Given entries:
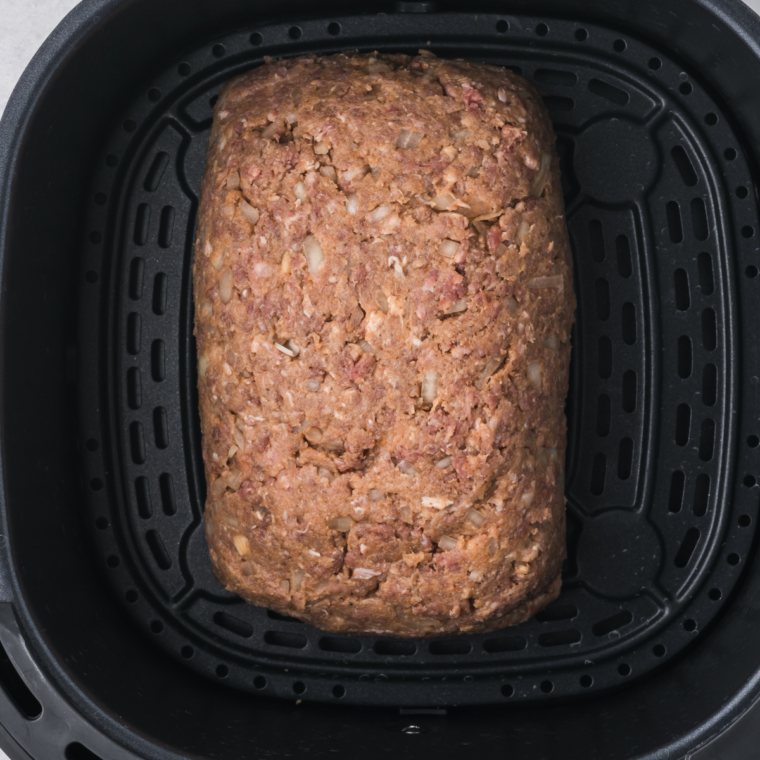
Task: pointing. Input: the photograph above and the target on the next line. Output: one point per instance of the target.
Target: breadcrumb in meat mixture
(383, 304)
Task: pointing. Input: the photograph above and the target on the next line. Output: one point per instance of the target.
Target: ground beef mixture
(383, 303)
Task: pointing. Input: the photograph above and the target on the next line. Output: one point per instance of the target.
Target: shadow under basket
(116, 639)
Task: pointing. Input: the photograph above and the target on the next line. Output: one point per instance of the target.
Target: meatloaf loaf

Exercise: Using the material above, retype each entry exactly and omit the pictures.

Response to the task:
Task: pointing. Input: the photograph above and the target on the next line. Output: one point per instance of the target.
Target: breadcrumb in meat mixture
(383, 304)
Task: pointing. Input: the photograph above and the target on the next line. Output: one point per instance of the target.
Target: ground beef mixture
(383, 303)
Task: pointing. Input: the photograph above and the target on the next line. Output: one point per instance of the target.
Target: shadow under basket
(116, 639)
Task: pointing. Input: the photograph above and the target on the next line. Output: one point per instance of the target.
Target: meatloaf loaf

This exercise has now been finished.